#### [To do]
Starting at the line that holds "target | utility pole", quote every line through the end of the records, both boundary lines included. Omit the pictures.

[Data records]
%%

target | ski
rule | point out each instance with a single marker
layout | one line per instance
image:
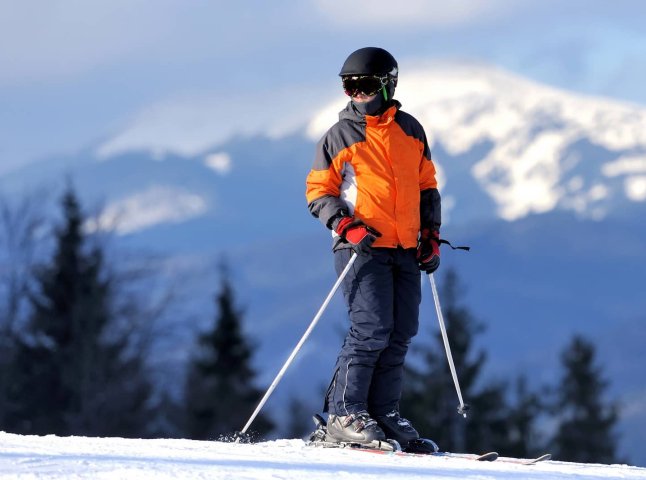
(526, 461)
(387, 448)
(419, 448)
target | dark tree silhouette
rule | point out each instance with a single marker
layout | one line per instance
(73, 370)
(586, 425)
(220, 395)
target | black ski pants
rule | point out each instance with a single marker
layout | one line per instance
(382, 292)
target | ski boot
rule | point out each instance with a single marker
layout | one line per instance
(354, 428)
(400, 429)
(371, 438)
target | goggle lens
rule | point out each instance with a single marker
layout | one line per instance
(368, 85)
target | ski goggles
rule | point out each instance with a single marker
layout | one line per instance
(367, 84)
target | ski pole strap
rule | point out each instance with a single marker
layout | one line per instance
(441, 240)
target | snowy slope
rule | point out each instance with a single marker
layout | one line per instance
(40, 458)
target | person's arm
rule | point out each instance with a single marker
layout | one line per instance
(323, 187)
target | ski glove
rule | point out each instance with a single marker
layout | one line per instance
(428, 251)
(359, 235)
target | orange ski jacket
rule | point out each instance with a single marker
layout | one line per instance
(379, 169)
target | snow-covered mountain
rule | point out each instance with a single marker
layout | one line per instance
(548, 187)
(506, 148)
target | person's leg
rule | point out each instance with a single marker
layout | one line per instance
(387, 380)
(368, 292)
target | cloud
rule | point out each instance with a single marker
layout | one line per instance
(190, 124)
(48, 40)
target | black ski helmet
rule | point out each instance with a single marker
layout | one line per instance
(370, 61)
(373, 61)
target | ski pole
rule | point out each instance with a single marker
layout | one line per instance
(462, 409)
(297, 348)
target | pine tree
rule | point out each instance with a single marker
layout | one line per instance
(525, 440)
(220, 394)
(72, 373)
(586, 428)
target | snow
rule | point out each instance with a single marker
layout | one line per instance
(156, 204)
(51, 457)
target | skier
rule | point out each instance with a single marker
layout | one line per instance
(373, 184)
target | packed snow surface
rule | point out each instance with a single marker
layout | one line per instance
(50, 457)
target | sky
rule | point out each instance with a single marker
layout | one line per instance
(74, 73)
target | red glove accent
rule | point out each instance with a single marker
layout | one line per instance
(359, 235)
(428, 251)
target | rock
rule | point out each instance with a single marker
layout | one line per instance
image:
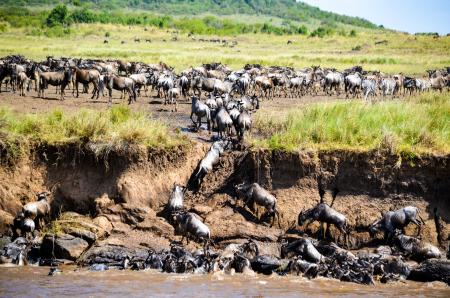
(109, 254)
(64, 246)
(202, 209)
(81, 226)
(102, 203)
(6, 221)
(432, 270)
(4, 240)
(156, 226)
(129, 214)
(384, 250)
(103, 223)
(225, 224)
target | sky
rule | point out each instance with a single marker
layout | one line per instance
(404, 15)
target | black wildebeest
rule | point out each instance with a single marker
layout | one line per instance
(120, 84)
(325, 214)
(396, 220)
(253, 194)
(86, 76)
(190, 225)
(201, 110)
(58, 78)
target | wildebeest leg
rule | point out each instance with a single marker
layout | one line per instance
(192, 113)
(419, 226)
(199, 120)
(322, 231)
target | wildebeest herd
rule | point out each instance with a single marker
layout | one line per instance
(300, 255)
(232, 96)
(215, 79)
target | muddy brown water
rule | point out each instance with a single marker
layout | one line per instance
(33, 281)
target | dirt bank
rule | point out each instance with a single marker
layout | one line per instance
(125, 191)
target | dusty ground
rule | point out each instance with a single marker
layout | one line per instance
(138, 188)
(149, 103)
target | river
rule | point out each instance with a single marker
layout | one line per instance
(32, 281)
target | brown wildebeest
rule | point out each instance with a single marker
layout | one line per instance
(54, 78)
(438, 83)
(265, 86)
(86, 76)
(23, 82)
(122, 84)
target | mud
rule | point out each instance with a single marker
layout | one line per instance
(122, 194)
(137, 185)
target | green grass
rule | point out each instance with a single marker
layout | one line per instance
(403, 53)
(417, 125)
(116, 128)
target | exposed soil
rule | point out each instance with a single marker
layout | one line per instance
(149, 104)
(129, 191)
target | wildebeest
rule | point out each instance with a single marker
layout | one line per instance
(59, 78)
(121, 84)
(37, 210)
(438, 83)
(190, 225)
(324, 213)
(209, 161)
(185, 85)
(388, 87)
(173, 94)
(87, 76)
(23, 82)
(396, 220)
(416, 249)
(253, 194)
(243, 123)
(302, 247)
(353, 83)
(201, 110)
(200, 84)
(224, 122)
(333, 80)
(369, 88)
(176, 198)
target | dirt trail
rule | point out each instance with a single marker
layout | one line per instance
(149, 104)
(128, 196)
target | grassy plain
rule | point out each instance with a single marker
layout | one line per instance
(415, 125)
(117, 127)
(396, 53)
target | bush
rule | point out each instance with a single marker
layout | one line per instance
(58, 16)
(321, 32)
(4, 27)
(57, 31)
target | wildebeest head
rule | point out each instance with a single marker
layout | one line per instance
(42, 195)
(250, 249)
(302, 217)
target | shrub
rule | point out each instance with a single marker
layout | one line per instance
(58, 16)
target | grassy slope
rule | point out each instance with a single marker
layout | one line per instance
(403, 53)
(285, 9)
(116, 128)
(415, 125)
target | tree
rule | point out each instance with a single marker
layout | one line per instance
(58, 16)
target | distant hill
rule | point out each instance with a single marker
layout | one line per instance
(289, 10)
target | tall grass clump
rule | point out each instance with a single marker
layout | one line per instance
(419, 125)
(117, 127)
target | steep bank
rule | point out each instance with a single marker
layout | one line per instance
(126, 192)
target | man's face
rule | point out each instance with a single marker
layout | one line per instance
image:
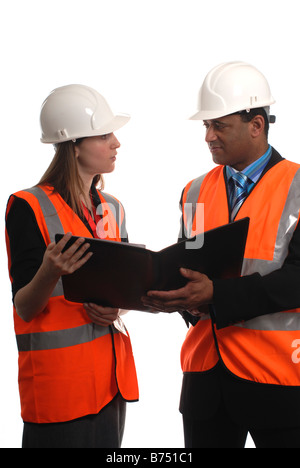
(230, 142)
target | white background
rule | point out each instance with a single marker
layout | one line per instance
(148, 58)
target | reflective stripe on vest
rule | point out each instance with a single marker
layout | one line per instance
(61, 338)
(274, 215)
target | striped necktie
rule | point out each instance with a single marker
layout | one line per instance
(240, 193)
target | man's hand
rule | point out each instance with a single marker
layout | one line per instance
(197, 293)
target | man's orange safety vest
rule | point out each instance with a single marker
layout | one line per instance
(70, 367)
(262, 349)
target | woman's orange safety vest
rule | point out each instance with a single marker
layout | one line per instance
(262, 349)
(70, 367)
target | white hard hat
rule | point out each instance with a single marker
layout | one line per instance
(77, 111)
(232, 87)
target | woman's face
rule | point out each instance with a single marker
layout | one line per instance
(97, 155)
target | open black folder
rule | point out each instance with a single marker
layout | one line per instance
(119, 274)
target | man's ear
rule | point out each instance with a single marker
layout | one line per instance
(257, 126)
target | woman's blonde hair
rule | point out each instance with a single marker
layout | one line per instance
(63, 176)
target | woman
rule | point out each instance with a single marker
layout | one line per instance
(76, 367)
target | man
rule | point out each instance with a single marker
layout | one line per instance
(241, 357)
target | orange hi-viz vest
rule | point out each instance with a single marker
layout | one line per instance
(262, 349)
(70, 367)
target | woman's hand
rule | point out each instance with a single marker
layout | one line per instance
(57, 263)
(31, 300)
(103, 316)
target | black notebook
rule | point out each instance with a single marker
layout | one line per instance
(119, 274)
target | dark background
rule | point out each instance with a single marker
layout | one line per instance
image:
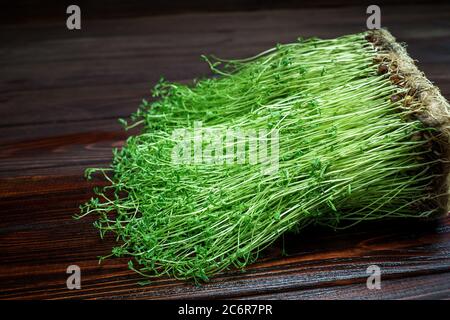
(62, 91)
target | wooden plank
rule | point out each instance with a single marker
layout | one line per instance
(60, 96)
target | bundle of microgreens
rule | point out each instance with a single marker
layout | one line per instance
(359, 139)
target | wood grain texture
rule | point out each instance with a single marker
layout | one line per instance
(61, 93)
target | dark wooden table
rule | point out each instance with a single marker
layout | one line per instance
(61, 93)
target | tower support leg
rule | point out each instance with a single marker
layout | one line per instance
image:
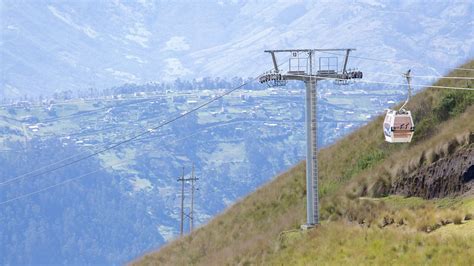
(312, 197)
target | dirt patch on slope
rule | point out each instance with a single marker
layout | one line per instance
(450, 176)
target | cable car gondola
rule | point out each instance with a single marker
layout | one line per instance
(398, 126)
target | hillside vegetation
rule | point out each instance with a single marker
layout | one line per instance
(361, 221)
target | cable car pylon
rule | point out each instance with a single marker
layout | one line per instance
(301, 68)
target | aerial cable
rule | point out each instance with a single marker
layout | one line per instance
(57, 184)
(416, 76)
(385, 60)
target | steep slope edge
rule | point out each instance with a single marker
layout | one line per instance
(356, 226)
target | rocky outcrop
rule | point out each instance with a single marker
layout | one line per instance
(449, 176)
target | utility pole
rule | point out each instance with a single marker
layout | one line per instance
(191, 214)
(301, 68)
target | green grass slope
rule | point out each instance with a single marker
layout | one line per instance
(361, 223)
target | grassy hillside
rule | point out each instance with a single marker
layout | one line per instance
(361, 222)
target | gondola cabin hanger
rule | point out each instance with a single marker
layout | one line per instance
(398, 126)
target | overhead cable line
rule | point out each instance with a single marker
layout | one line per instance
(100, 151)
(384, 60)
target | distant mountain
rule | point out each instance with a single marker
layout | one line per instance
(57, 45)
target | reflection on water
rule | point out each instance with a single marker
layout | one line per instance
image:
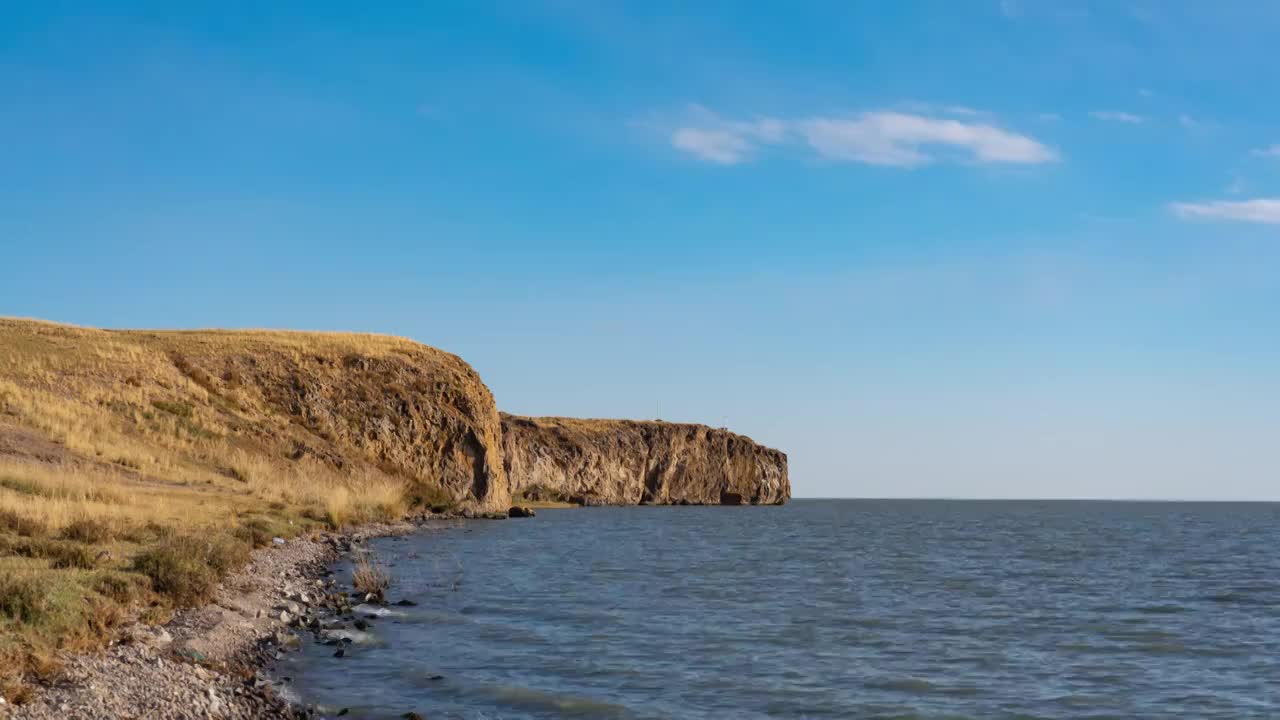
(826, 609)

%%

#### [Solved problem]
target | utility pole
rule | point out each instance with a single marker
layout | one line per instance
(191, 214)
(301, 68)
target | green grass slope
rule | point out each instance with a single marker
layout | one line per instance
(361, 223)
target | grassy hillside
rule | point out each instance with a single marker
layout | one line per instance
(361, 222)
target | gondola cabin hanger
rule | point out each instance with a single marker
layout | one line per instance
(398, 126)
target | overhead cable line
rule | point out each instance with a single marker
layout | one line per instance
(100, 151)
(384, 60)
target | distant mountain
rule | point out each instance with a single marker
layout | one line per instance
(57, 45)
target | reflection on water
rule | point out each instance with a single marker
layout | one line per instance
image:
(826, 609)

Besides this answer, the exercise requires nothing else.